Os tipos de HPV 16 e 18 são os dois tipos considerados de mais alto risco, uma vez que estão diretamente implicados na génese de 75% de todos os casos de cancro do colo do útero. Também tem uma presença significativa em todas as lesões percursoras desta doença maligna. Estas lesões acontecem como resposta à infeção e persistência do vírus no organismo em pacientes cujo sistema imunitário não atua como deveria, promovendo a sua eliminação. Este mecanismo de defesa é responsável pela resolução da maior parte das infeções por HPV, sem que chegue a existir doença.
Quando isto não acontece a evolução da doença faz-se através de uma continua série de estádios entre lesão de baixo grau, lesão de alto grau e o estádio de invasão. Esta sequência evolutiva pode demorar dois, cinco, dez ou vinte anos. As diferenças entre o tempo e o tipo de evolução da infeção estão relacionadas com diversos fatores, entre os quais o tipo de HPV que está implicado naquela doença e o sistema imunitário da mulher.
A grande morbilidade e o receio subjacente às infecções por HPV têm na base o risco oncogénico.
De acordo com dados da Centers for Disease Control and Prevention (CDC), mais de 90% dos cancros do colo do útero têm subjacente uma infeção persistente por HPV de alto risco. No entanto, é ainda reconhecido o papel do HPV de alto risco em 90% dos carcinomas anais, 70% dos carcinomas da vagina e vulva, e em mais de 60% dos cancros do pénis e da orofaringe.
São várias as lesões associadas à infeção por HPV, sendo que, a nível cutâneo, as mais frequentes são as verrugas comuns, principalmente na infância. Os condilomas acuminados ou verrugas genitais podem ser identificadas ao longo de todo o períneo, mas também a nível vaginal, cervical ou no canal anal.
A evolução na vacinação
Em 2008, foi introduzida a vacina tetravalente (que engloba os vírus 6, 11, 16 e 18) no Plano Nacional de Vacinação (PNV), passando a ser administrada a meninas com 13 anos de idade, com repescagem de jovens com 17 anos durante os três anos iniciais do programa. Em janeiro de 2017, é introduzida no mercado a nova vacina nonavalente (para nove tipos de HPV: 6, 11, 16, 18, 31, 33, 45, 52 e 58), passando a ser administrada em meninas com 10 anos de idade, em esquemas de duas doses (0 e 6 meses).

■ Dados de entrada ■
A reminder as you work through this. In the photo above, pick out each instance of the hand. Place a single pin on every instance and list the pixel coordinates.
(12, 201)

■ Requisitos do exercício ■
1: No texto sobre o HPV, em que percentagem de todos os casos de cancro do colo do útero estão diretamente implicados os tipos 16 e 18?
2: Retome o texto sobre o HPV a seguir à última frase apresentada.
O material apresentado não tem relação com o texto sobre o HPV.

■ Respostas às tarefas ■
1: Em 75% de todos os casos.

2:
Estas vacinas não contêm material genético, tendo, por isso, um perfil de segurança bem definido. Estudos prevêem que a vacinação de uma população HPV-naive conduza a uma redução de 50% da prevalência de lesões de alto grau e de 70% de cancro do colo do útero, sendo assim vista como uma medida de grande eficácia e com impacto real na doença.
Antecedentes de alterações citológicas, condilomas ou outras infecções por HPV não contraindicam a vacinação. Apesar das propriedades profiláticas inerentes às vacinas, estas apenas conferem proteção contra os serótipos que incluem. A vacina quando administrada antes do início da vida sexual, revela proteção eficaz para 98% de todas as lesões provocadas pelos HPV incluídos na vacina e contra as lesões precursoras que antecedem uma lesão invasiva.
No entanto, uma vez que as vacinas não incluem todos os serótipos conhecidos e que muitas mulheres são vacinadas em fase pós-infeção, é mantida a necessidade de rastreio de cancro do colo do útero. Esta medida de prevenção secundária, efetuada atualmente por citologia do colo do útero, continua a desempenhar um papel fundamental na deteção precoce e no tratamento de lesões pré-neoplásicas e neoplásicas.
A vacinação tem demostrado ser uma das armas mais eficazes e custo-efetivas em termos de Saúde Publica. Veio introduzir novos horizontes na prevenção dos cancros causados por este vírus. É, por isso, fundamental a adesão de medidas de prevenção primária (vacinação contra HPV e programas de educação para a saúde sexual) e, posteriormente, de prevenção secundária (rastreio do cancro do colo do útero).